## Using the information
**A)** In the Brexit comments, what is given as a good example of a peaceful separation?
**B)** Write a continuation of the Brexit comments, starting right after their final sentence.

[spiegel.de]
German view on Brexit and the Isle of Madness
Where I live I realised fairly quickly people did not understand what was happening.
Which is why it makes me laugh when politicians talk about the “the People” knowing what they were doing and what they wanted when they voted in the referendum (ref-eren-DUMB).
The basic consensus from the man in the street, or at least the man in the pub seemed to be that Brexit meant...
1 Vote Leave on Thursday
2 Leave on Friday and open up a dozen new Hospitals and ban licensing laws
3 Kick out all the Brown people on Saturday morning back to Europestan or were ever they all cummed from, close all the mosques and turn them in to betting shops on the afternoon, get rid of the Romanians and Poles by nine o'clock in the evening, after they finished fitting my new kitchen.
3a Make talkin' proper English an' singin' god save the queen compulsory, and then moan about how there ain't any curry houses and Kebab shops any more.
4 Stop teachin' the kids foreign rubbish in school on the following Monday, then reopen the Kebab shops and curry houses run by white people.
5 Get the empire back by Christmas and canonise Churchill and Thatcher.
If anyone actually believed the sign on the bus they did not get the point.If they had gone to the trouble to google the facts that amount included our refund plus a whole lot more.It did get the votes though.People below a certain age did not know what it was like before the EU so could also be biased.
How we came into the EU when we only wanted the common market still leaves me baffled.
The outcome now is not going to please anyone.
Leaders can be changed . It is a new system and we are not living in the past. It is a first stage to world government [ which will solve so many problems] and if EU fails we go back 'n' years . Czechoslovakia is an entirely different situation but do not ask me to explain.
UK can provide some excellent leaders but noit the biased Brexiteers .
Not everyone who voted to leave was a xenophobe or a 'little Englander', some saw what the leaders of the EU were about and wanted none of it. Most people in the UK have no problem with the peoples of Europe, but they do have a problem with the EU's leaders and the decisions they make. It appears many of the citizens of the supposedly sovereign nations that make up the EU are not happy with the EU powers that be either.
History has shown time and time again that people of different areas, nations etc. do not want to live under the control of an all-encompassing ruling power. For example, if we look at the fall of the Roman, British and Soviet Empires, most of the territories they had controlled chose to become separate sovereign nations independent of one another. This did not necessarily mean animosity - the 'velvet divorce which separated Czechoslovakia is a good example of a peaceful separation.

(Excerpts from a dataset)

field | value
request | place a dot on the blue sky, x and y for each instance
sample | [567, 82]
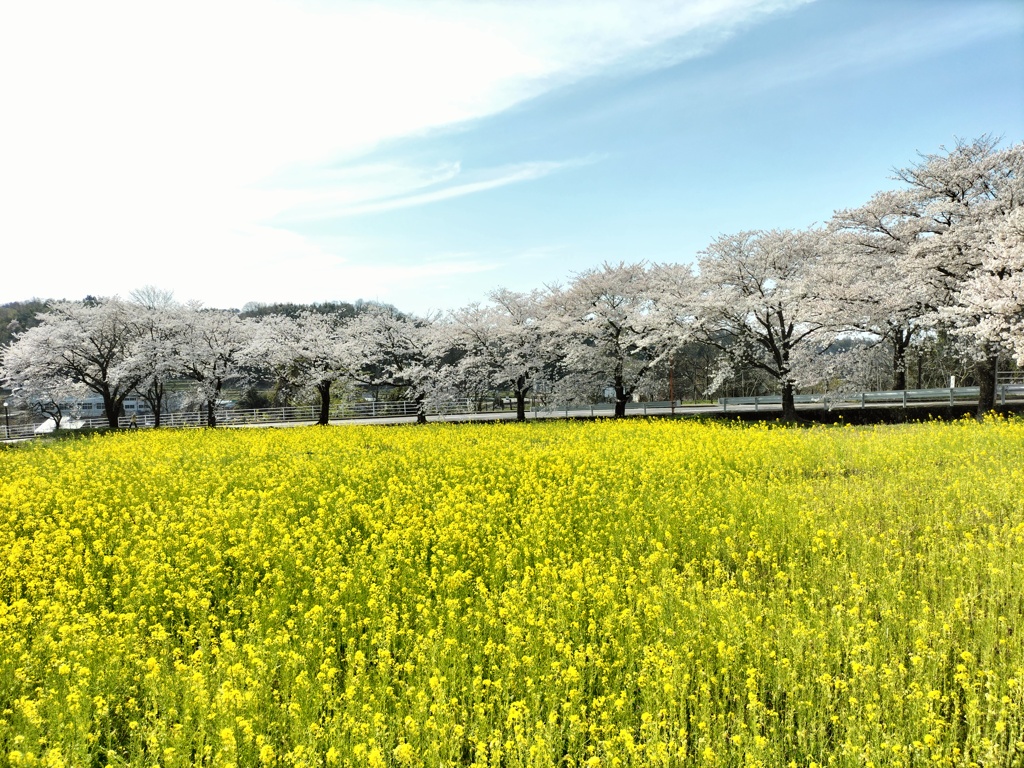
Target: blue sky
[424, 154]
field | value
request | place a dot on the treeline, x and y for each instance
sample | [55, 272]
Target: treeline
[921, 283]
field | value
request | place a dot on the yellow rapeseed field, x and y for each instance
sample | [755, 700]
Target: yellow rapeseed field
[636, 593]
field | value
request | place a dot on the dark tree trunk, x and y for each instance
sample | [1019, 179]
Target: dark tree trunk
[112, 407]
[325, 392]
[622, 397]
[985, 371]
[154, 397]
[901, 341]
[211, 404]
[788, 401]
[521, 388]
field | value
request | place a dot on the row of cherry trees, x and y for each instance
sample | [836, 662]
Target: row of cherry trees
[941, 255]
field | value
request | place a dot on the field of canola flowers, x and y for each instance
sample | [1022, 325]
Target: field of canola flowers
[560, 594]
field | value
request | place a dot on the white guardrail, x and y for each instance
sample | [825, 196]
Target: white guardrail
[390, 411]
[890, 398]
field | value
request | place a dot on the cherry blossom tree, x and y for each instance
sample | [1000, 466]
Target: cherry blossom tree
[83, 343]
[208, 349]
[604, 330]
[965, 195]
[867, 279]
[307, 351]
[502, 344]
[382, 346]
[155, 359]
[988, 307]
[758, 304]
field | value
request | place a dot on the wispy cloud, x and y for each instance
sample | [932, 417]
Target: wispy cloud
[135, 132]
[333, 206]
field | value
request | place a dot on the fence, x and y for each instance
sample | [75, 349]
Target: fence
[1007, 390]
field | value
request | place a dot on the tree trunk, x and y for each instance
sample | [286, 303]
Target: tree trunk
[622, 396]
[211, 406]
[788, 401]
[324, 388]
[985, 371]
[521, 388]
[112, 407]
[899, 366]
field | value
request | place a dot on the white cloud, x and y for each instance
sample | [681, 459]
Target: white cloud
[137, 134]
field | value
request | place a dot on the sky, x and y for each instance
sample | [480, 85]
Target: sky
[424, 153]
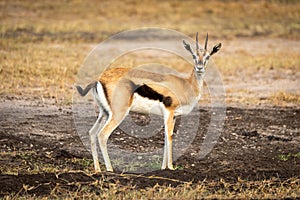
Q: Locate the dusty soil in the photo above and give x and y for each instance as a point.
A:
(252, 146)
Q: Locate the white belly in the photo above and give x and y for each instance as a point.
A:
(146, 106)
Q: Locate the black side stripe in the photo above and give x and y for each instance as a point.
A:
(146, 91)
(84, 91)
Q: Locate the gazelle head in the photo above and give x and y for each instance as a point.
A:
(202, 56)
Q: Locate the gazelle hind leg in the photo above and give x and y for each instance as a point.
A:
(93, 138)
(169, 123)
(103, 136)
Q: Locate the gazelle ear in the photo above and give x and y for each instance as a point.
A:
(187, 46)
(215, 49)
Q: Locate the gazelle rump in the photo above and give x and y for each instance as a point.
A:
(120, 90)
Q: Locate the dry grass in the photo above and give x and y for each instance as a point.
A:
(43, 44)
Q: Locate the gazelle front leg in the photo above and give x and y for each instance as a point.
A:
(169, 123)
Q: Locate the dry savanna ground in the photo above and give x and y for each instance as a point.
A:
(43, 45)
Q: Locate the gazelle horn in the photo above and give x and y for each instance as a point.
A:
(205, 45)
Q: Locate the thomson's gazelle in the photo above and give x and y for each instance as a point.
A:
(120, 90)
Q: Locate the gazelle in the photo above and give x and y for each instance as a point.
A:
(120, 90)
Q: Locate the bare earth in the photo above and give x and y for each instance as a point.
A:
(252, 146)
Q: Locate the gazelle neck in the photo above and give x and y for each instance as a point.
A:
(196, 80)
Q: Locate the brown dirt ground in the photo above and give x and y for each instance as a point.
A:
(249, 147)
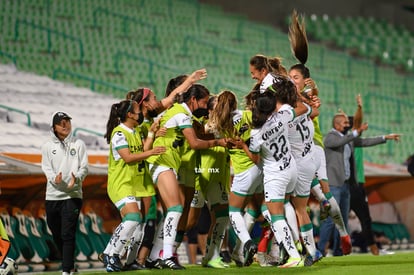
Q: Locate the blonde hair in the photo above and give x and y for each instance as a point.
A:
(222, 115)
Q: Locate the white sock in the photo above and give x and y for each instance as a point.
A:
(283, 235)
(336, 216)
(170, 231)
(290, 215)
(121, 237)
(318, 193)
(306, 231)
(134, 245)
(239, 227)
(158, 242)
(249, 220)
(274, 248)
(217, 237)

## Outputs for the tasks
**A)** The 'velvet divorce' that separated Czechoslovakia.

**B)**
It’s interesting that you cited...Slovakia and the Czech Republic both joined the EU...somewhat negating your argument. What the U.K. should have done under Cameron, was to stay in and try to work with other like minded member states, such as Denmark and Netherlands to push for reform instead of calling a referendum to appease the extreme EU haters on his own Tory backbenches. They were running scared that UKIP were going to beat them in the polls, and that is the only thing that drove him to this mad decision. The benefits of being in the EU far outweigh any benefits of leaving, most of which are complete fantasy, as is becoming increasingly evident.
Nomad, you mentioned "empires". These were the result of violent conquest, unlike the EU, which came about through talking to each other and negotiating outcomes. Your argument is a red herring, avoiding the facts of the vision of post-WW2 leaders. By all means do as LenHazell53 suggests, and canonise Churchill; he was one of those visionary leaders.
I thought you were going to go down the Stuart Lee route there...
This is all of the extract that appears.